>> START GIVEN PASSAGE

# Need help taking a decent photo



## frank123 (Sep 22, 2012)

Need help and or suggestions for taking photos.

This was shot outdoors in shade with a piece of printer paper for a background. It almost took sort of almost OK except for the problem with the clip and the nib not showing up as they should. 

This wasn't my first try, wish it was, but it's about 6 down the line from it. It's the best I can achieve so far without some advice on what to do next.

So where do I go from here to try to get a better picture?  Better camera?  Photo editor?  If so which one?

(FWIW, this was just a simple pen I made from scraps of stuff I had laying around and a clip salvaged from -IIRC- a papermate I took it off of when threw it away. Nothing speical but I thought I might use it for experimenting because it has a fair amount of detail I thought might be good to learn photo taking with to try getting a reasonably decent photo -something I haven't achieved yet).


----------



## azamiryou (Sep 22, 2012)

http://content.penturners.org/library/techniques/pen_photography.pdf


----------



## ossaguy (Sep 22, 2012)

I too want to learn how to take better pictures.I hope I'm not hijacking this thread but can someone tell me when when I set a pen on a white sheet of paper,my camera turns the white to pink.Is there a way to adjust this out? 

If I have it set on macro and use the flash,the colors are way off.If I use no flash,the color is pretty close,but the light green background for example looks tan.

I read the above tutorial,but it's kinda over my head in technical lingo & such.I'll have to really study it word-for-word.

I have a Canon Powershot SX120.

Thanks for any advice,

Steve


----------



## randywa (Sep 22, 2012)

If you can, try one with a gray background. What I've been using is just a scrap piece of gray flannel, but it worked for me.


----------



## Nick (Sep 22, 2012)

*Photo*

The photo looks fine from here. The only think I would add is some sort of b/g to break up the white area a bit.

>> END GIVEN PASSAGE

[WHAT TO WORK ON]
**1.** Answer these questions from the forum thread on pen photography:
(a) What did frank123 use as a background for the photo?
(b) What camera does ossaguy own?
(c) What has randywa been using as a gray background?
**2.** Collect every line of the records that contains the string "windshield", matching case exactly.
The records that follow are unrelated to the forum thread.

>> START RAW RECORDS

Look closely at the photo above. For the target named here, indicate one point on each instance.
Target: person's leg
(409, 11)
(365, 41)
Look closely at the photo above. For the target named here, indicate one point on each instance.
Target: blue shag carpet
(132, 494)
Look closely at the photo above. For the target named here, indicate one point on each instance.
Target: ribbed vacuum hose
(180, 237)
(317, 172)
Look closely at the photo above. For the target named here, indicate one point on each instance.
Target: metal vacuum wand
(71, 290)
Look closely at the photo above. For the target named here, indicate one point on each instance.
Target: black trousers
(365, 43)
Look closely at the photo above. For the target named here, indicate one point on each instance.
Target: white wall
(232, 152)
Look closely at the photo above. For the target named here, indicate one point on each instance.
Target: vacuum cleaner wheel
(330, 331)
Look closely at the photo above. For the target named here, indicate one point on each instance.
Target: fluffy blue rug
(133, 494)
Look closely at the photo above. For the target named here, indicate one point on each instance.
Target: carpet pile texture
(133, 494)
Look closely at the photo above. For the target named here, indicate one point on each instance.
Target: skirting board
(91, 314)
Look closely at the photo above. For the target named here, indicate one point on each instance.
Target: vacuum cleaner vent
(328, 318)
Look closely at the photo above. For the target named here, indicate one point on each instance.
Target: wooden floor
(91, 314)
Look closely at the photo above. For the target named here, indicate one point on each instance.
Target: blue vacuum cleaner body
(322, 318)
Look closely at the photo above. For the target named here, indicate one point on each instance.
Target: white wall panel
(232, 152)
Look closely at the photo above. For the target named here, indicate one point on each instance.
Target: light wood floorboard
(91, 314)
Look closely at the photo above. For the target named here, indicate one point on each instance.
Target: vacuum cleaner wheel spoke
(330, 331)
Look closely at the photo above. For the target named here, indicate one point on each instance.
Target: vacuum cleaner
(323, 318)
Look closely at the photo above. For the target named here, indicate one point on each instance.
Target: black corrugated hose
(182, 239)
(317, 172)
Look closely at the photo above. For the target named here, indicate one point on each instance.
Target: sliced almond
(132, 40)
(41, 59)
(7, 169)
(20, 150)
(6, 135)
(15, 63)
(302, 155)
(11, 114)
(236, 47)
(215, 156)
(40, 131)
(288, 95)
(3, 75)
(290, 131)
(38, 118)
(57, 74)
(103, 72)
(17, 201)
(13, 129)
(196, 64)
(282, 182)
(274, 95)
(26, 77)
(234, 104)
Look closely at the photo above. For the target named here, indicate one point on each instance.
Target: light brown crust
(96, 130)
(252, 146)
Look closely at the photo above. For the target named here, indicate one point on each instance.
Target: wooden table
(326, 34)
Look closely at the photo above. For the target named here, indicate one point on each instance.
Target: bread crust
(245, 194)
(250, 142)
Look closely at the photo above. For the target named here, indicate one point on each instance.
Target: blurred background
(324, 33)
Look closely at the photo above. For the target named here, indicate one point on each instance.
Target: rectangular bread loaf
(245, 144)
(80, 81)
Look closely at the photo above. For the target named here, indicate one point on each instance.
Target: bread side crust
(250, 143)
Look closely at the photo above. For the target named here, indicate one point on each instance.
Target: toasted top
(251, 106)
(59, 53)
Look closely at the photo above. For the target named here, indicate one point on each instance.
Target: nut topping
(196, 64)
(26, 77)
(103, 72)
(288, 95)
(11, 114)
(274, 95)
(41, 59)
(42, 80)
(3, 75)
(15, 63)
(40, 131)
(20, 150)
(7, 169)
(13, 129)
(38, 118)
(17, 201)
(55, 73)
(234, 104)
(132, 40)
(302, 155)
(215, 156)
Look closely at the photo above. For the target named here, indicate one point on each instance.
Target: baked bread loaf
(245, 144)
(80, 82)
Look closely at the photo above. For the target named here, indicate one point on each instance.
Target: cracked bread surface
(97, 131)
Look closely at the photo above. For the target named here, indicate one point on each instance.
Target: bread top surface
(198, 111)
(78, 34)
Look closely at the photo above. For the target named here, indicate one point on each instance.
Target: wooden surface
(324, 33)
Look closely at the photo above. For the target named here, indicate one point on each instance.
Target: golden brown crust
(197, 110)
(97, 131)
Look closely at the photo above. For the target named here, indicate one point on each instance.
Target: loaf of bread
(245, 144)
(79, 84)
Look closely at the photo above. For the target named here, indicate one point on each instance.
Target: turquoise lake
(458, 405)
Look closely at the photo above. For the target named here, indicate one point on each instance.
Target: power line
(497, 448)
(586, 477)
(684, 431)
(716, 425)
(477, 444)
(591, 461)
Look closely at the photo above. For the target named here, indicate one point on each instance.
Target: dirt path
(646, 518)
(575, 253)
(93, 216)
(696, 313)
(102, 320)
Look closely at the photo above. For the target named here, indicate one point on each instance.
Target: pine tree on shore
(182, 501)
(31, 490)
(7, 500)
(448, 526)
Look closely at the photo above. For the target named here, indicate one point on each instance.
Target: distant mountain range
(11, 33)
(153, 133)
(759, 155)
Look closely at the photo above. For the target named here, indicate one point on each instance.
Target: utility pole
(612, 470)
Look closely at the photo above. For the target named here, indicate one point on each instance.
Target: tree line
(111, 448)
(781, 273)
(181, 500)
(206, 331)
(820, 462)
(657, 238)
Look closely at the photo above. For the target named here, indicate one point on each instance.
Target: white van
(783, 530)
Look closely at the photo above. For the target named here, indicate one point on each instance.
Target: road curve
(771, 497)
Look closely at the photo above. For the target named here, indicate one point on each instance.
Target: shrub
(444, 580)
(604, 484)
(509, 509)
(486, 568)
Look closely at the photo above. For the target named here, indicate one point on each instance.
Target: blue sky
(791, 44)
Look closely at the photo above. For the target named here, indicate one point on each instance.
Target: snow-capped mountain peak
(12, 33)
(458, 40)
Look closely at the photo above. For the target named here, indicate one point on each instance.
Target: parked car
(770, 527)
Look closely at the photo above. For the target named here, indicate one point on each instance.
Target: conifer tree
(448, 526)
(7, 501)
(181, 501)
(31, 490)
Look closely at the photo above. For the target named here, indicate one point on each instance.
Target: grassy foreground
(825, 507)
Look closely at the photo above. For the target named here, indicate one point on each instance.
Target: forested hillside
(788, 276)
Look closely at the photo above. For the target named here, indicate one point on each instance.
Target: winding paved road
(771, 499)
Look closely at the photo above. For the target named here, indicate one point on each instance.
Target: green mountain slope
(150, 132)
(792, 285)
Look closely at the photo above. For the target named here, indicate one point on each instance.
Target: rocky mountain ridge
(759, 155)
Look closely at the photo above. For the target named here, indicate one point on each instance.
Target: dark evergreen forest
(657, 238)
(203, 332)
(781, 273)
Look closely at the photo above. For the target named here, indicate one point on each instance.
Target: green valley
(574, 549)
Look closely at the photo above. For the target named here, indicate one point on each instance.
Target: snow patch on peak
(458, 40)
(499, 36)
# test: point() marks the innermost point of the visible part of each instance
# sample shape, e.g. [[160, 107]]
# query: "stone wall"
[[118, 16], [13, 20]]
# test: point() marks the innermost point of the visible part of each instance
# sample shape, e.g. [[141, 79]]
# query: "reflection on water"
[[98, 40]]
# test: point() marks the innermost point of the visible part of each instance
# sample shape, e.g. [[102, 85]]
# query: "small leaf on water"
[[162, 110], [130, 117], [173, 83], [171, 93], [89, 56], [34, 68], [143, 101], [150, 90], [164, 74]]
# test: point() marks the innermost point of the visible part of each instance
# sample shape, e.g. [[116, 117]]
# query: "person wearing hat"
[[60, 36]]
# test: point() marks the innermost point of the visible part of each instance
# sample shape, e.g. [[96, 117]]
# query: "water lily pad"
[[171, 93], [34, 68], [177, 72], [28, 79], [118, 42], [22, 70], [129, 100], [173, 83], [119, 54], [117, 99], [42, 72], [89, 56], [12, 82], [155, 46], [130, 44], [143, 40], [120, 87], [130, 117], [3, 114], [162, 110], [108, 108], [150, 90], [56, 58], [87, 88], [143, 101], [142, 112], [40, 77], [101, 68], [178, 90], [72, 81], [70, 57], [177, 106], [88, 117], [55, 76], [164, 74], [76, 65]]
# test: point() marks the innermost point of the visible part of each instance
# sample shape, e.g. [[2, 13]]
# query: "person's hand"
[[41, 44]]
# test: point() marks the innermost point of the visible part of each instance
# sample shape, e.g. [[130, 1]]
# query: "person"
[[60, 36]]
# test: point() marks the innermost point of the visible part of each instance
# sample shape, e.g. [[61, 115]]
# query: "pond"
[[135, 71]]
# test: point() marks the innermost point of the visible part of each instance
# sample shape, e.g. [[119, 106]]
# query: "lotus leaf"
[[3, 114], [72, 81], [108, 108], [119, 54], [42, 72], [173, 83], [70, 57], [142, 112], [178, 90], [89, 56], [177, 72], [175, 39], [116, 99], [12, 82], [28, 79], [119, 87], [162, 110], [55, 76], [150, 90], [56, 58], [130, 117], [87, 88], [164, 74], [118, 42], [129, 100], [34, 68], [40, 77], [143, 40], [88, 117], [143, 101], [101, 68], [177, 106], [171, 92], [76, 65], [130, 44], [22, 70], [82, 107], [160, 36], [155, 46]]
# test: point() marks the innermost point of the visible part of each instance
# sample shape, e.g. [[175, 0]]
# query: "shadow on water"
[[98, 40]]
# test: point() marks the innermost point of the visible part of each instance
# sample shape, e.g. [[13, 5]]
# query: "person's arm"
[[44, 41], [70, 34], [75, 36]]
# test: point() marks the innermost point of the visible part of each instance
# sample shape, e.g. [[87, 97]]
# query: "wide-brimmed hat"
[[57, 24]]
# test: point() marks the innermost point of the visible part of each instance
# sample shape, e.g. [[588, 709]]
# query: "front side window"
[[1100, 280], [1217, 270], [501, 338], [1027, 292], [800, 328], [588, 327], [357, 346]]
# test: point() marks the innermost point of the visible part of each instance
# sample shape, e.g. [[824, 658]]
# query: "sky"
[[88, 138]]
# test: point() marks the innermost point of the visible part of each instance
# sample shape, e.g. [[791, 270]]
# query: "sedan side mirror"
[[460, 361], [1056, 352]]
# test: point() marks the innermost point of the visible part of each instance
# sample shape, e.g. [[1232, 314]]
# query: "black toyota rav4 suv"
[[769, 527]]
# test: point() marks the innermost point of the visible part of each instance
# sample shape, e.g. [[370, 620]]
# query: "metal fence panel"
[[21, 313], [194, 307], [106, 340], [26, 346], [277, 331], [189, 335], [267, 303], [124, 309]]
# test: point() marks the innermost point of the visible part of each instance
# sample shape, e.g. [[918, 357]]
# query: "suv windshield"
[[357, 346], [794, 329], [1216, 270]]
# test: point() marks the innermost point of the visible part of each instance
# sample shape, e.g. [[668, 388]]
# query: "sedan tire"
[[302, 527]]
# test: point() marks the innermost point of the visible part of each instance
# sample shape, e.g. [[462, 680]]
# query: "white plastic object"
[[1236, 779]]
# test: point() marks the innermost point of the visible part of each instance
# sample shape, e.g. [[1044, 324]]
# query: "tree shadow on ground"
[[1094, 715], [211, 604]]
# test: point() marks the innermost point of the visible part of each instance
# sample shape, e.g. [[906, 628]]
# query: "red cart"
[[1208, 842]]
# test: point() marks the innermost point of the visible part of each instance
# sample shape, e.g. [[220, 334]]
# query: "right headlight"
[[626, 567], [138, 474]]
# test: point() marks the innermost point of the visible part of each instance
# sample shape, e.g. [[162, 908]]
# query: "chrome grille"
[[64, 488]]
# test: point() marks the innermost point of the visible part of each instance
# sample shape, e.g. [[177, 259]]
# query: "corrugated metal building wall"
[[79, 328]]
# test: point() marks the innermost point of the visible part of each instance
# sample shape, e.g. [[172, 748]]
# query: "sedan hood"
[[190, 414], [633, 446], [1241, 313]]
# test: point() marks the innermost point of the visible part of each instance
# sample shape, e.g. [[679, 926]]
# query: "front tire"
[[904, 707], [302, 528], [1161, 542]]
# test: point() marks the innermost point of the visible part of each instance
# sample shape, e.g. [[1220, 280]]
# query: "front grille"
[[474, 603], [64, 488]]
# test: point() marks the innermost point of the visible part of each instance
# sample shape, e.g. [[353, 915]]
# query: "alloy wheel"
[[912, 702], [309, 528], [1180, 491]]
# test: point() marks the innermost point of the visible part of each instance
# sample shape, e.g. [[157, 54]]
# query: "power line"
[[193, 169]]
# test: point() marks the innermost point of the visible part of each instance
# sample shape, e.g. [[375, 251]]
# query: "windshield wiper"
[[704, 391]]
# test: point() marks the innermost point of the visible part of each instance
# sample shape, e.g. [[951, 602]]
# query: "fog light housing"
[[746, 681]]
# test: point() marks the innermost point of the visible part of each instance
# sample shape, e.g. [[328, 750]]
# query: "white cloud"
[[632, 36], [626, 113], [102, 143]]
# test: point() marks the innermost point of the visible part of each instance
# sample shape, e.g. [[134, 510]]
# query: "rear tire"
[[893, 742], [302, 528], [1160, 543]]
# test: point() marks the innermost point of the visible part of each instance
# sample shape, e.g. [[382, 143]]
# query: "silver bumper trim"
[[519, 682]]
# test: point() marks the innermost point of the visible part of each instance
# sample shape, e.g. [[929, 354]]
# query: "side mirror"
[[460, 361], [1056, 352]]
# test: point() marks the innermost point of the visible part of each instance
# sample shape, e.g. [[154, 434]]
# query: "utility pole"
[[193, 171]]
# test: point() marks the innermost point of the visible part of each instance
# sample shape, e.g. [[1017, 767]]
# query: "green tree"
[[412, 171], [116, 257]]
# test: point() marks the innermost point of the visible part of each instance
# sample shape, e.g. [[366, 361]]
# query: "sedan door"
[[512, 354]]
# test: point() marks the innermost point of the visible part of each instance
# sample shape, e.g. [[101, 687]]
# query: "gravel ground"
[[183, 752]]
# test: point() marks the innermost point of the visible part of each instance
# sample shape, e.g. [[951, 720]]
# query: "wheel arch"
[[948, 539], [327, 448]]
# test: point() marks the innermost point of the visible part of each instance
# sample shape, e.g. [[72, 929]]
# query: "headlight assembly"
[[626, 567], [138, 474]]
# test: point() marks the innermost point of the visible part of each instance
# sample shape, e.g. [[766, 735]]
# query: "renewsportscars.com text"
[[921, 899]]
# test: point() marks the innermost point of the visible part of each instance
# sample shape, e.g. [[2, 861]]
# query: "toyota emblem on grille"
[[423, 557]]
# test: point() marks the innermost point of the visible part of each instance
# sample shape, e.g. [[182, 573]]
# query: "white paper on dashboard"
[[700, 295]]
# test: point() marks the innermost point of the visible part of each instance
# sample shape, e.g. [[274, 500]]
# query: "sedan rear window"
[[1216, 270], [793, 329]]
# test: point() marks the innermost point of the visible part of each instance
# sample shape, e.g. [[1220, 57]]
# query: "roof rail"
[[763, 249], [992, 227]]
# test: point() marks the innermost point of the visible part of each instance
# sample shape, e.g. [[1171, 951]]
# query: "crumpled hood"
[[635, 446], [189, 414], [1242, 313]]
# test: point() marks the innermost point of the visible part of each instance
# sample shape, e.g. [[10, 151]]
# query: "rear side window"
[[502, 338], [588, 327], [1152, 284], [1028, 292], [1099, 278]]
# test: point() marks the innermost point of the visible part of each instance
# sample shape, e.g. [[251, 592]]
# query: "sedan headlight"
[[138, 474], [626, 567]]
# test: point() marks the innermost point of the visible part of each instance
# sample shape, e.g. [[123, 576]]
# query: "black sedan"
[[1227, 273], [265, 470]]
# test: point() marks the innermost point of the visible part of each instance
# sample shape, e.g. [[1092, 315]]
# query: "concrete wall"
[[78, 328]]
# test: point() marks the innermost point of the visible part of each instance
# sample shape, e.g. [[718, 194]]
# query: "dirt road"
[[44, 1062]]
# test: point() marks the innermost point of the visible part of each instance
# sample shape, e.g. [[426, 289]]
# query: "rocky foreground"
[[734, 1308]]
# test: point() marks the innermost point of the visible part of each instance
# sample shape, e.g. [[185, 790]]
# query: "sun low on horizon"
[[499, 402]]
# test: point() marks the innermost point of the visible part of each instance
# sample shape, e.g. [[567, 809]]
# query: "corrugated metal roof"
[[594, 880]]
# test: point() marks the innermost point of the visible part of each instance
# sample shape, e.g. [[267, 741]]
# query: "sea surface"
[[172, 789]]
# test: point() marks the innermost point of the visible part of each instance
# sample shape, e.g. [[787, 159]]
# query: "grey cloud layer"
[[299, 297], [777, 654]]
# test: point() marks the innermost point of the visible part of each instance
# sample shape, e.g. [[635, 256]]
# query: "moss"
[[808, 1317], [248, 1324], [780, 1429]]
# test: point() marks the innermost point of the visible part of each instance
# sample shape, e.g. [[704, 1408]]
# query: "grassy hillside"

>> END RAW RECORDS

[WORKED SOLUTIONS]
**1.**
(a) A piece of printer paper.
(b) A Canon Powershot SX120.
(c) A scrap piece of gray flannel.

**2.**
# query: "suv windshield"
# query: "windshield wiper"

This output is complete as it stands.